Segment Start: Excerpt to read

As some of you might already know, I decided to do a social media detox. Yes, I deleted my Instagram, Twitter, and EVEN Facebook. Some of you might be thinking, "How are you going to succeed with your photography business," or "How am I going to keep up with what she's doing?"
Well DON'T WORRY! I am not deleting my website. My website will contain all the pictures I take--which will be available for download--and regular updates on my blog, that way family and friends can keep up with what I am doing at college and abroad!
Now you might be wondering, "She's a millennial, why would she want to get rid of her social media??"
To be completely honest, social media is something that I've struggled with for a while. I can probably speak for a good portion of the young female population that social media does a lot more harm than good. To narrow it down for you all, I will give you three main reasons why I decided to go off the grid (well kinda--I still have this website).

Segment End: Excerpt to read
Segment Start: Records

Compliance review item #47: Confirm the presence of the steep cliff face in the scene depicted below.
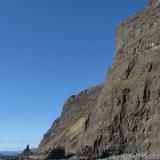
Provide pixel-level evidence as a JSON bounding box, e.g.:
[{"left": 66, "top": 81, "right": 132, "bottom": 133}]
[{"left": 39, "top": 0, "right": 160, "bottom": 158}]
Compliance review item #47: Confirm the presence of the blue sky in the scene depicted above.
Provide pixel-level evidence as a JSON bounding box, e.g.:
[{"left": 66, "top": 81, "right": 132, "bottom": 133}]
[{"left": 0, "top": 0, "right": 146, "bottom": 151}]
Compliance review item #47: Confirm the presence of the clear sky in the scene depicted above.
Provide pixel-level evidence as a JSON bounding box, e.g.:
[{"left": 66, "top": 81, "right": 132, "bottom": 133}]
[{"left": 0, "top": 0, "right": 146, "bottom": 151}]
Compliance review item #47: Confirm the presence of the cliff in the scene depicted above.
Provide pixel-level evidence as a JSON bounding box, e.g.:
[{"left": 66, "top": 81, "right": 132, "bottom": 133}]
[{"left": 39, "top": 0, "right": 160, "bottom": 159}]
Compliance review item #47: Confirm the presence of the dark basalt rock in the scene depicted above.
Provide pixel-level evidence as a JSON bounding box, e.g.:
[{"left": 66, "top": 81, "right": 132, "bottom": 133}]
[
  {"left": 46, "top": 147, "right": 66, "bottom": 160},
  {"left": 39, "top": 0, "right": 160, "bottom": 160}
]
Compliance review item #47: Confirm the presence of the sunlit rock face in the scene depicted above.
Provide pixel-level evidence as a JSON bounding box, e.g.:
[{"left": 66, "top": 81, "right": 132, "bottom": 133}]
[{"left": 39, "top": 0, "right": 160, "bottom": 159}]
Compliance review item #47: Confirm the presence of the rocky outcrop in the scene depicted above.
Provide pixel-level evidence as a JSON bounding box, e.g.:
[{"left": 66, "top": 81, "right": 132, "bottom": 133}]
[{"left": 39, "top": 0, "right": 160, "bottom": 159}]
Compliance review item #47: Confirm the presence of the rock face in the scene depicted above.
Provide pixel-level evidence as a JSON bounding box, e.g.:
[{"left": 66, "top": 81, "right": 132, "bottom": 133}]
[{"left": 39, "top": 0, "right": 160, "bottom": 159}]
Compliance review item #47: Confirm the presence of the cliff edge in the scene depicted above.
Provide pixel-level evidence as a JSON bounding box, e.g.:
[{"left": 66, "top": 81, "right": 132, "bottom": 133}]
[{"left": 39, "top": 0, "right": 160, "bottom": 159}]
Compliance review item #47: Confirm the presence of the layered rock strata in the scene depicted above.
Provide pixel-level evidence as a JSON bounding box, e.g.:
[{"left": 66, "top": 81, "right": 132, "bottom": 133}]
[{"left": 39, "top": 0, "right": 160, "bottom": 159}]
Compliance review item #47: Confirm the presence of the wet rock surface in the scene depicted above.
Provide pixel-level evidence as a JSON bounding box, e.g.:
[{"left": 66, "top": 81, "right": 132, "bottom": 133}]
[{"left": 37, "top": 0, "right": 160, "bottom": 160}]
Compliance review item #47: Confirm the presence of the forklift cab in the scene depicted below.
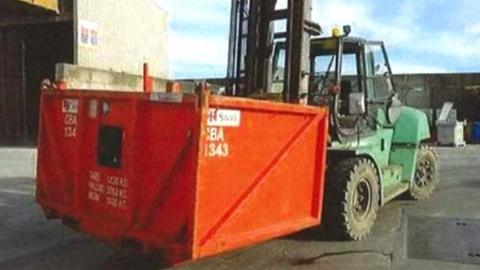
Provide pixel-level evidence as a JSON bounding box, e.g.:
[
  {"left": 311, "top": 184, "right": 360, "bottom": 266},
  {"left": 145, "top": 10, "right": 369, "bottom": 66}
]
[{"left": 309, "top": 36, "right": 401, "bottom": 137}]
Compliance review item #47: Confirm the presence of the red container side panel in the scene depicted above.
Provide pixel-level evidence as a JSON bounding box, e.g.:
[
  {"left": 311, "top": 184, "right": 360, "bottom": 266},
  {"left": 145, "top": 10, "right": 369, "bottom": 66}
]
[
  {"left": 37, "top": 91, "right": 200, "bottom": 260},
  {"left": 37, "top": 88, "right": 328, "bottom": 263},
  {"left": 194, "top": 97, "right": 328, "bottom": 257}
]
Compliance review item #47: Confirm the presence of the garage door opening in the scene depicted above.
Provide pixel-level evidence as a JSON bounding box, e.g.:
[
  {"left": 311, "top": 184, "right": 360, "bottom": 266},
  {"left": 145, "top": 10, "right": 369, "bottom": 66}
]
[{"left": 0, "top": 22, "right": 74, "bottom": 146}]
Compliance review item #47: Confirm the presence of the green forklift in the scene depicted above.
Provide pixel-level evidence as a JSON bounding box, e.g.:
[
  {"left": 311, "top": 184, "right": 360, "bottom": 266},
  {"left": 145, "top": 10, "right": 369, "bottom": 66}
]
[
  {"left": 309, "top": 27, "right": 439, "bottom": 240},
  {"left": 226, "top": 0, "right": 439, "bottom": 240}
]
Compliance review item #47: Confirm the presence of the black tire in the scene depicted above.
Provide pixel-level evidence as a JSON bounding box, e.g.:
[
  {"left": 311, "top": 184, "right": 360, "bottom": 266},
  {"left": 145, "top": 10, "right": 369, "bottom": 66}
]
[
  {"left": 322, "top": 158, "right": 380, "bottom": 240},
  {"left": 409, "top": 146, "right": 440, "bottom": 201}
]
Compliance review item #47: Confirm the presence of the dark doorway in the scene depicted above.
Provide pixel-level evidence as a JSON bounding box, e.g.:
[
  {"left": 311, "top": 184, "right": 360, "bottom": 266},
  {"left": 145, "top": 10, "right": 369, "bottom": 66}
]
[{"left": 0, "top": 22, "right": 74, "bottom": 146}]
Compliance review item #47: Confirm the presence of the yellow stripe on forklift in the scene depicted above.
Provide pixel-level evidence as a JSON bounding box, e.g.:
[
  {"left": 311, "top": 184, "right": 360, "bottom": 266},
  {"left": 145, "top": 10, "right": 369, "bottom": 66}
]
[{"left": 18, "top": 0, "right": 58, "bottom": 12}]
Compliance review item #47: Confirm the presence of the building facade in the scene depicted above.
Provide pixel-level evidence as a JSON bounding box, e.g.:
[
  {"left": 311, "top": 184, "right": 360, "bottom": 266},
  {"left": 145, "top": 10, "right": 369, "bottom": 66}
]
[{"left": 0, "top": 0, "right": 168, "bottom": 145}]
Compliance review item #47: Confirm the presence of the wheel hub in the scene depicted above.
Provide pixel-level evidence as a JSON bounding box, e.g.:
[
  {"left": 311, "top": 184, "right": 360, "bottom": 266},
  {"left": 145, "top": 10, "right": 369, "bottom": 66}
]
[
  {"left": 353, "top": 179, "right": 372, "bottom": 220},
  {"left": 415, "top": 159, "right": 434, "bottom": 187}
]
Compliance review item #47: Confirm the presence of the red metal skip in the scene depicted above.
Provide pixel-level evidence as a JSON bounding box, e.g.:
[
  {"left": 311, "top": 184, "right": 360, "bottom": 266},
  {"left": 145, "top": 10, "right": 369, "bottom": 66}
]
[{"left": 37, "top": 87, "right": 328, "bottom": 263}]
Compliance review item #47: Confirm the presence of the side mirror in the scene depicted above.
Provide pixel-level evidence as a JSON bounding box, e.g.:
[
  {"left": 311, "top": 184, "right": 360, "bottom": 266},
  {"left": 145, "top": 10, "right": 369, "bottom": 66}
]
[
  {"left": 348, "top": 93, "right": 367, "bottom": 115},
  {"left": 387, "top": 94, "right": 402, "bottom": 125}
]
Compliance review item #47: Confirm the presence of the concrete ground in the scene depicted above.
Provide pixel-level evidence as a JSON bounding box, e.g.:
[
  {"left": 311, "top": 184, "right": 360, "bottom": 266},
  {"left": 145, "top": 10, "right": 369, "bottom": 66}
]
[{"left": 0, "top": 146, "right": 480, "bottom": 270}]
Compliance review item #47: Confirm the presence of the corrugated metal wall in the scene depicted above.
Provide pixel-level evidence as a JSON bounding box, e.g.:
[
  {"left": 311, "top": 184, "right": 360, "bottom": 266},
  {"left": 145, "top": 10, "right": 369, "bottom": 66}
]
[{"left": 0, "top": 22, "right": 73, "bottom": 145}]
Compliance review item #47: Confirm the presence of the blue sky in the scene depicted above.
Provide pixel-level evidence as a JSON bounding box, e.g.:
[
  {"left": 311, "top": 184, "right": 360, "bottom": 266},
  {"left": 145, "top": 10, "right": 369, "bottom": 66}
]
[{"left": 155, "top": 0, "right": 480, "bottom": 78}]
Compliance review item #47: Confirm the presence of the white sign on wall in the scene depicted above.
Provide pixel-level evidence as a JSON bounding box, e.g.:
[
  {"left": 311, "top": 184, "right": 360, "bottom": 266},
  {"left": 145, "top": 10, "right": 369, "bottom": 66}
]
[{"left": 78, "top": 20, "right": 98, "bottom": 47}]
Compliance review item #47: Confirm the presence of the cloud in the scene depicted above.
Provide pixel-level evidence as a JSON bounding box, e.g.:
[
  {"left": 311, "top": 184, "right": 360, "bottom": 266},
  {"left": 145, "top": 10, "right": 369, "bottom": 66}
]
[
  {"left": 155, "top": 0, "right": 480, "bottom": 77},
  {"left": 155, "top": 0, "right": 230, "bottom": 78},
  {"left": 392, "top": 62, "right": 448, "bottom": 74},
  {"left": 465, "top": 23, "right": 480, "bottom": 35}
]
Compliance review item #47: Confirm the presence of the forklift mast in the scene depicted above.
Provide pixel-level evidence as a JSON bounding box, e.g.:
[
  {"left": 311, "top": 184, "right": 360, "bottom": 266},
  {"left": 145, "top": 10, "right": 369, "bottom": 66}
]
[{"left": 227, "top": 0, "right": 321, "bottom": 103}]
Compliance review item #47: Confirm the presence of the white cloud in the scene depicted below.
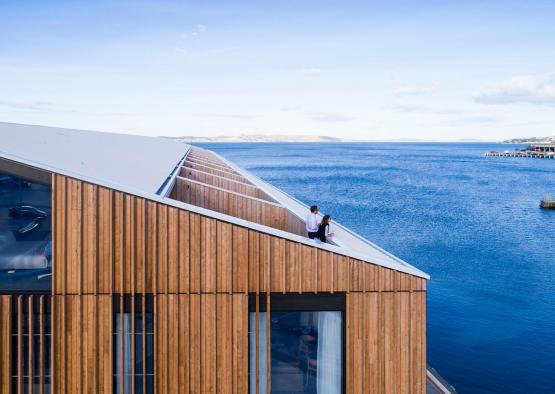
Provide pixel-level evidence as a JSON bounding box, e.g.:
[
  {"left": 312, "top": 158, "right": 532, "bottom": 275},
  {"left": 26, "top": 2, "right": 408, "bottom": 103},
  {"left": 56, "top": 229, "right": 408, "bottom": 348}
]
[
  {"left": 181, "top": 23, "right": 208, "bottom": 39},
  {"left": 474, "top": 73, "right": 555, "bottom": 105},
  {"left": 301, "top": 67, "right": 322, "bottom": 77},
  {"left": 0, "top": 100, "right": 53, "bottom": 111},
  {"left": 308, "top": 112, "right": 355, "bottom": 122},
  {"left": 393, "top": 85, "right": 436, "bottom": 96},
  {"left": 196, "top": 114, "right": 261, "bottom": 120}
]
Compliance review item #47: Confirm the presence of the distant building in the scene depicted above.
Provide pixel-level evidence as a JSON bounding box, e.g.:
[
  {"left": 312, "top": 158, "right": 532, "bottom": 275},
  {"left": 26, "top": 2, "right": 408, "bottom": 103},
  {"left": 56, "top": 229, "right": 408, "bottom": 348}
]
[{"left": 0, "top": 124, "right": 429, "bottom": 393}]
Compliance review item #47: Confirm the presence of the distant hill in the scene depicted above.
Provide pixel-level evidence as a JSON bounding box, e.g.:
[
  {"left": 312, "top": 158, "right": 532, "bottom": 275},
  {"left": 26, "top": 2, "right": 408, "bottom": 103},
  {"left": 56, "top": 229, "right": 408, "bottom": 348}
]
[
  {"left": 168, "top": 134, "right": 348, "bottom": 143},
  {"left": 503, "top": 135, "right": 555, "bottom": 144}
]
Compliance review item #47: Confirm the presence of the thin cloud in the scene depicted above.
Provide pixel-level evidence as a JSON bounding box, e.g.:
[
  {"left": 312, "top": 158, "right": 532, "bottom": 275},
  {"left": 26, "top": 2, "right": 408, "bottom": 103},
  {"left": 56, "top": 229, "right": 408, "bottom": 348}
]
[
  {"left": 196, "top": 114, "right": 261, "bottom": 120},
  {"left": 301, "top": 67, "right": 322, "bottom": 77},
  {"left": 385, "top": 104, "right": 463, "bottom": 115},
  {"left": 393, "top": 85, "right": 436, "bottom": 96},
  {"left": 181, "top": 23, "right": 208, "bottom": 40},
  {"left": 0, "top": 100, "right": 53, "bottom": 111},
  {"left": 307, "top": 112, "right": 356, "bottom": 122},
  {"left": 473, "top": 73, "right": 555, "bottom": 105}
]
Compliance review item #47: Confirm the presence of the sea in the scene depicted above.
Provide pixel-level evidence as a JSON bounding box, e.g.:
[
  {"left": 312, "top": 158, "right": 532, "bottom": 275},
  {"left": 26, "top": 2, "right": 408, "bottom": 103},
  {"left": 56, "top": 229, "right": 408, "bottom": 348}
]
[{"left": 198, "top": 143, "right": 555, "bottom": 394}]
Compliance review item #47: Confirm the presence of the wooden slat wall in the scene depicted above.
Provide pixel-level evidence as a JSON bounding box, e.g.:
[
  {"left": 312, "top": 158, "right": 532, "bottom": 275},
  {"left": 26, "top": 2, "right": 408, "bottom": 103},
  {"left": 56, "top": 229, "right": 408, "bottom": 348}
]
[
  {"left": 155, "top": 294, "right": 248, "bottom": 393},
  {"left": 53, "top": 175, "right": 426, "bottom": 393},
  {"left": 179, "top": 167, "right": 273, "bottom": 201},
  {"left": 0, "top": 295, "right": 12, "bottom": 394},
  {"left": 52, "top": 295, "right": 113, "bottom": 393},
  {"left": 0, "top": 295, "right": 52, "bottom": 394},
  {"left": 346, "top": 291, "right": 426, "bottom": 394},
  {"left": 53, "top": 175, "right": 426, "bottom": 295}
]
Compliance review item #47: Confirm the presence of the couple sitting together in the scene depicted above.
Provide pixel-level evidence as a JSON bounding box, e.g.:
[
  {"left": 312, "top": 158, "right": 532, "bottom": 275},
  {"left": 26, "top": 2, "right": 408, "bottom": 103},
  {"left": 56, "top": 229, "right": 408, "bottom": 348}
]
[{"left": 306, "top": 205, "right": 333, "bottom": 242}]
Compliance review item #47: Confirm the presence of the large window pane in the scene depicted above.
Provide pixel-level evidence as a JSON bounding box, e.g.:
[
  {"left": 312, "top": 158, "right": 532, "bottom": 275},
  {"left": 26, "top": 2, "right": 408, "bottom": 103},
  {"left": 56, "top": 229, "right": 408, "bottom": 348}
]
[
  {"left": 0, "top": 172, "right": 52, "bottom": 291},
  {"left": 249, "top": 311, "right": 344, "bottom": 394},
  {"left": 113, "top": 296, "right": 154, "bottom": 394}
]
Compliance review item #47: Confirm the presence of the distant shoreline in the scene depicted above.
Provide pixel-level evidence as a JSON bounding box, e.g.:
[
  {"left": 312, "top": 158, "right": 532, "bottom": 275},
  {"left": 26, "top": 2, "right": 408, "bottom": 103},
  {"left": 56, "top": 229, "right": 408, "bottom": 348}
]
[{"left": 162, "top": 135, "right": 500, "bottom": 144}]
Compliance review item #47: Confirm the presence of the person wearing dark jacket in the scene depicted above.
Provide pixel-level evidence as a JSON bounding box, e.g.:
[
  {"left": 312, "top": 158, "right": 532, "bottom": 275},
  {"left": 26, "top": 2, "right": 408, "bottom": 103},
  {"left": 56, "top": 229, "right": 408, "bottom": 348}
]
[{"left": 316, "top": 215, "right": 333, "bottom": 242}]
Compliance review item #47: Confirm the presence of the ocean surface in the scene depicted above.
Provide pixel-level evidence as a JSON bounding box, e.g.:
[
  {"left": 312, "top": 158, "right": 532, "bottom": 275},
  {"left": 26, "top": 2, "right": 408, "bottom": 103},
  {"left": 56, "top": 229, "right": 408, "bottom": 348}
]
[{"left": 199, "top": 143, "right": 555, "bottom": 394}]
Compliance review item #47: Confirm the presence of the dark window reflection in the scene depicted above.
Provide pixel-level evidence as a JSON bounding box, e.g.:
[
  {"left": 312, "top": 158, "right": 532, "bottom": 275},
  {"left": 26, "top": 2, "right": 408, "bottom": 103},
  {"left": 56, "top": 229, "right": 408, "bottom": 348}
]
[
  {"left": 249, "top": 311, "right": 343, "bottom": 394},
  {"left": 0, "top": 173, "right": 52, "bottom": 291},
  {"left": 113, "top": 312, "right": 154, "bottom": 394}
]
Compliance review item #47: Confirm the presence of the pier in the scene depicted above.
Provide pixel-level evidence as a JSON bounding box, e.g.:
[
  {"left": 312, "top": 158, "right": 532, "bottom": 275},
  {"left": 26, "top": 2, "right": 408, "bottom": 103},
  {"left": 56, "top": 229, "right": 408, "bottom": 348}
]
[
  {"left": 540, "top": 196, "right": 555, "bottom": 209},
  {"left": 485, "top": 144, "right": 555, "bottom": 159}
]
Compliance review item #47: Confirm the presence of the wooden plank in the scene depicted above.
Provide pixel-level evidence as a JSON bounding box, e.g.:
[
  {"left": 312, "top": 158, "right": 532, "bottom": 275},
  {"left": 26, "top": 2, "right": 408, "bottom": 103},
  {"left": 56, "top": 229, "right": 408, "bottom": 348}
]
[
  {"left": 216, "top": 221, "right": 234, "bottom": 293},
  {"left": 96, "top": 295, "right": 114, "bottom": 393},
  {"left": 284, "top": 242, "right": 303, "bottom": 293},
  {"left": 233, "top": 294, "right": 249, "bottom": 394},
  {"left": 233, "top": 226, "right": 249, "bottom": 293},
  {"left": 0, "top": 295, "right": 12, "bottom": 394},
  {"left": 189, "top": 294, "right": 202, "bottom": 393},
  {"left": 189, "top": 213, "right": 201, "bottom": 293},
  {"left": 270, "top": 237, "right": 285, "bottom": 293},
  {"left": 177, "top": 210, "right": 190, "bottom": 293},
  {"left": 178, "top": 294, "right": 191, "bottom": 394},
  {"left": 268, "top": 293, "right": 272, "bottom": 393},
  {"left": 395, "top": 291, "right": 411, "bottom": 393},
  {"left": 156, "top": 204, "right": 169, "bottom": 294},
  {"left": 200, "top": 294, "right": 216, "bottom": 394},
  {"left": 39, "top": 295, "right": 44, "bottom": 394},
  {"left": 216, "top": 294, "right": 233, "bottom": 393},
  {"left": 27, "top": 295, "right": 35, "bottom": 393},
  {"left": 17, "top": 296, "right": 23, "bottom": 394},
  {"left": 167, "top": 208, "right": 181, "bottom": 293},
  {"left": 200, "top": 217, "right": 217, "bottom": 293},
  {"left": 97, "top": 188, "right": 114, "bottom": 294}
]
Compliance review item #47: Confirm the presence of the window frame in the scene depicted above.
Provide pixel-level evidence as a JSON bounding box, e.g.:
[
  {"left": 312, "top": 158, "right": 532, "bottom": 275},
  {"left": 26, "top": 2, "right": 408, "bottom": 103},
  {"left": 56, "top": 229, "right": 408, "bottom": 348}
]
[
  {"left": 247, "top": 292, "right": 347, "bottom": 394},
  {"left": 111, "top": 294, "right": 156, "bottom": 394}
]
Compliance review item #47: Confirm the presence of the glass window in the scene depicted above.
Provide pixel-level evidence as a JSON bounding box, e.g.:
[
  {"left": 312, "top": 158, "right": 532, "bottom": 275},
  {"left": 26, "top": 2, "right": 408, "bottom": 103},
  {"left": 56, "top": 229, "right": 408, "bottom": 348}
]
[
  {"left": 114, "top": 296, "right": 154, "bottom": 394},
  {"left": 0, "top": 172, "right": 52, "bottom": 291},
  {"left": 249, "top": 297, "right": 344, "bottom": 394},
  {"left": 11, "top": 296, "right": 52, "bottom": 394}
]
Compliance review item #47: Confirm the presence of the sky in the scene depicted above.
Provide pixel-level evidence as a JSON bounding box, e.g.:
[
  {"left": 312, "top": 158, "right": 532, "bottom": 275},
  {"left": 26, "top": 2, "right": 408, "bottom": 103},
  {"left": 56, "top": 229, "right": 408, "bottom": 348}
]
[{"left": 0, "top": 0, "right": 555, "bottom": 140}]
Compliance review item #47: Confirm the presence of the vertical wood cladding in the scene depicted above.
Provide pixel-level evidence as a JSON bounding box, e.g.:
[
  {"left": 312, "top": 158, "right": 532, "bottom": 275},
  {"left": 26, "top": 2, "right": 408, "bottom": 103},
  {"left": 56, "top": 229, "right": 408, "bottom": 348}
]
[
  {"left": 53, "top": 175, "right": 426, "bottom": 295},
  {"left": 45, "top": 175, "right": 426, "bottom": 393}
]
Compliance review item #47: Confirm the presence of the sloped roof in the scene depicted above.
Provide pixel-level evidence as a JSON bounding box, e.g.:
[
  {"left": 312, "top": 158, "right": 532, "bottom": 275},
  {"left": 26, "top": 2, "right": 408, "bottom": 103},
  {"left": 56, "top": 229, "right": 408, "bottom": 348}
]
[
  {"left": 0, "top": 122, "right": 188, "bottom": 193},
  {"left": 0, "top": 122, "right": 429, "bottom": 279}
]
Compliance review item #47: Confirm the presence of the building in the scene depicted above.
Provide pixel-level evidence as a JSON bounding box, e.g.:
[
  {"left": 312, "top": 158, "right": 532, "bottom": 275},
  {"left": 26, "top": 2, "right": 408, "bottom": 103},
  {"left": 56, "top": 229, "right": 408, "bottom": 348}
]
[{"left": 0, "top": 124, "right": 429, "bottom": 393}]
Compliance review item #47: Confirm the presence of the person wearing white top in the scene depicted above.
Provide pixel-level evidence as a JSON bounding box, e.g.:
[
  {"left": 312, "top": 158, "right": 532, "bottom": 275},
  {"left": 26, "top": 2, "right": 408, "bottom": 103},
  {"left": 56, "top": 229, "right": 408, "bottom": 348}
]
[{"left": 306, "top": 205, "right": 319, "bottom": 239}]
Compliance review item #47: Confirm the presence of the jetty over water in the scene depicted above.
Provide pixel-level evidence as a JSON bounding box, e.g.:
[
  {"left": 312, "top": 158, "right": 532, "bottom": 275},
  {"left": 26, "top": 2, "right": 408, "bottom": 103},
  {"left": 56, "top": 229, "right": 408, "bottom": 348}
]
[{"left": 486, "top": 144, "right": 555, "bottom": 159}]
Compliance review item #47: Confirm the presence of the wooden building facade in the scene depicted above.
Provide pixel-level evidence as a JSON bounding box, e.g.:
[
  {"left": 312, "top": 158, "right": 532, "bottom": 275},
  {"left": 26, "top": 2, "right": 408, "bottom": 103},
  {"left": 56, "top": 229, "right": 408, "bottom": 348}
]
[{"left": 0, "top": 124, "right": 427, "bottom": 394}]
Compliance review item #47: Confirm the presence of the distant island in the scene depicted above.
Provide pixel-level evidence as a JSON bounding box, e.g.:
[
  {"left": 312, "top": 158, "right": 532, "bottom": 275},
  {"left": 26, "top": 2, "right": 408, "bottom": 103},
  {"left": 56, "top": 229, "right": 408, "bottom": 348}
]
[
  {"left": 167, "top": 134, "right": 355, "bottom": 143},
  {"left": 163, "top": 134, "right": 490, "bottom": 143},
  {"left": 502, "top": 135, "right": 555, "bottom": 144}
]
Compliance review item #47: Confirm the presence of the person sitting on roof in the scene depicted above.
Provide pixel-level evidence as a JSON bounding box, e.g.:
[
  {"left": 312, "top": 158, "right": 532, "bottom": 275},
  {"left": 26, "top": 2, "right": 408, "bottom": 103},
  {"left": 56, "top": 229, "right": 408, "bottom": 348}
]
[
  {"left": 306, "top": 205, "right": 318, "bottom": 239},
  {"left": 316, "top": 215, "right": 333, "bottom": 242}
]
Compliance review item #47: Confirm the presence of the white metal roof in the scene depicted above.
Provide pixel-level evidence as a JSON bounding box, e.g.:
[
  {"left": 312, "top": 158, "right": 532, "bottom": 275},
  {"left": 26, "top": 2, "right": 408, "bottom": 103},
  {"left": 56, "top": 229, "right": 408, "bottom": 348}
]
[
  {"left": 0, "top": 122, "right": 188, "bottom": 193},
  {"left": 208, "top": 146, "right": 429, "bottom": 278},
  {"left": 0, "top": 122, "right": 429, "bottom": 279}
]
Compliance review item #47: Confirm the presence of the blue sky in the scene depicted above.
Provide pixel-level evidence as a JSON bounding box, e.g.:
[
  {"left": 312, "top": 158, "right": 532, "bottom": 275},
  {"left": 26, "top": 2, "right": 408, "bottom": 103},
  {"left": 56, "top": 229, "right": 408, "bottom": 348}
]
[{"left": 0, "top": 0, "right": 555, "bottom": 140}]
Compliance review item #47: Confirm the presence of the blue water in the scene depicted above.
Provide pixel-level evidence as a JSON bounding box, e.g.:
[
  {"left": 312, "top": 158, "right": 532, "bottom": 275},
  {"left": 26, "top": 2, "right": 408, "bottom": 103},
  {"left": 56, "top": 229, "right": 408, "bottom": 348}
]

Segment End: Records

» Work to complete
a) Decide whether each statement agrees with the post about the social media detox. For each, answer yes or no and quote the words of the post that settle it.
(i) The writer deleted Facebook along with Instagram and Twitter.
(ii) The writer plans to delete the website too.
(iii) Pictures posted on the website can be downloaded.
b) Go on with the post about the social media detox, starting right after its last sentence.

» Responses per task
a)
(i) Yes: "I deleted my Instagram, Twitter, and EVEN Facebook."
(ii) No: "I am not deleting my website."
(iii) Yes: "which will be available for download"

b)
This one isn't surprising. I think we all can say that there's been a picture or two that we see and think, "If I only looked like that," or "I wish I could be there too." Instagram became super toxic for me because I based the value of myself in how many likes and comments I got on my pictures. Guys--I sometimes would post pictures just to see if a guy was looking at my posts (I would check to see if he liked it)...HOW CRAZY IS THAT? I decided I didn't want to receive validation for only posting the "best version" of myself on Instagram.
2. Feeling Excluded
Let me paint you a picture here--You're chillin' in your room, watching reruns of The Office, working on some homework (ehh, not really...but that's what you say if your mom asks). You pull out your phone, open up good ol' Instagram and see all your friends at this super fun party throwing #livingmybestlife #youwishyouwerehere #moresuperfunhashtags hashtags. How awesome do you feel? I know I get that feeling of jealousy in the pit of my stomach. Don't get me wrong, your friends aren't obligated to ask you to go with them to EVERYTHING, so it's not like you want to be mad at them. But social media has this weird way of making you feel like it's their fault. Guys--ten years ago nobody knew whether or not your friends were out without you. I cannot tell you how many times seeing things like this has made me feel super insecure in my relationships.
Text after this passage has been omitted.